- _EXERCISE SET_
a – List every day of the week named in the blog entries about Delilah below.
b – In the blog entries about Delilah below, what was the husband supposed to pick up on June 13?
c – Translate this sentence from the blog entries about Delilah below into Spanish: "I miss my sweet little girl so much."

══ PROVIDED TEXT ══

Thursday, June 13, 2013

4 Months

June 13th Delilah would have turned 4 months old.  She would have started to make sounds and mimic us, start to "Mama, Dada".  Today was a strange day.  I took the day off to be with my husband as he was gone for a few days for a class.
Today was also the day that he was supposed to pick up his new car, we had went to test drive it when we were pregnant and we even tested her car seat in the back.  I cried at the dealership, Delilah was supposed to be here, in her little car seat ready to experience her daddy try to drive stick.  
When I got home that day, I cried some more and ended up going to my usual remedy.  I went online shopping for baby stuff.  I picked out a bunch of clothes for her, for all different ages, because I have to believe that she will come back to me, that she will be my little girl again.       

Tuesday, June 11, 2013

All By Myself

On Sunday I dropped my husband off at work knowing that I would not see him until Wednesday night.  He is at a class for work.  It is the first time that we have really been apart for more than a day since we have been together.  More so, it is the first time we have been apart since we lost Delilah.   These last two days have been so hard.   I found myself crying most of the time I'm at home.  When I go to sleep we talk on the phone and have our nightly talk with Delilah together.  Then I cry myself to sleep.  I rely so much on my husband for support, I didn't realize how much.  I miss him and can't wait for him to get back tomorrow.  I also miss Delilah.  I miss my sweet little girl so much.  I am really hoping that she will be able to return to us as another beautiful little girl.  Then we can be together as the family we were meant to be.

═══
══ DATASET CONTENT ══

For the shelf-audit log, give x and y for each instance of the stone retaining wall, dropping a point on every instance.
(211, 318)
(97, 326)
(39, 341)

═══

- _NUMBERED ANSWERS_
a – Thursday, Tuesday, Sunday, Wednesday

b – His new car.

c – Extraño muchísimo a mi dulce niñita.